> [指示]: 以下のエントリで「query」という文字列を含む行を数え、その数だけを答えよ。大文字と小文字は区別する。

━━━━━━━━━━━━━━━━

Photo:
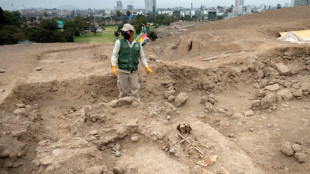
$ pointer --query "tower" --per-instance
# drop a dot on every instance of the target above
(237, 8)
(241, 2)
(119, 5)
(150, 5)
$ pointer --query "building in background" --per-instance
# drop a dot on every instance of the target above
(130, 7)
(237, 8)
(150, 5)
(300, 3)
(119, 5)
(241, 2)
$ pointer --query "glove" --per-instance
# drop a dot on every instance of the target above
(114, 71)
(148, 70)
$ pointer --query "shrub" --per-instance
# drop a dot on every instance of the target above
(152, 35)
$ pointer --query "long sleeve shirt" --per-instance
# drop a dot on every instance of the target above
(115, 55)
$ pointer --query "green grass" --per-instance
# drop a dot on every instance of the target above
(106, 36)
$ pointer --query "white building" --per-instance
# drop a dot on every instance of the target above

━━━━━━━━━━━━━━━━

> [回答]: 7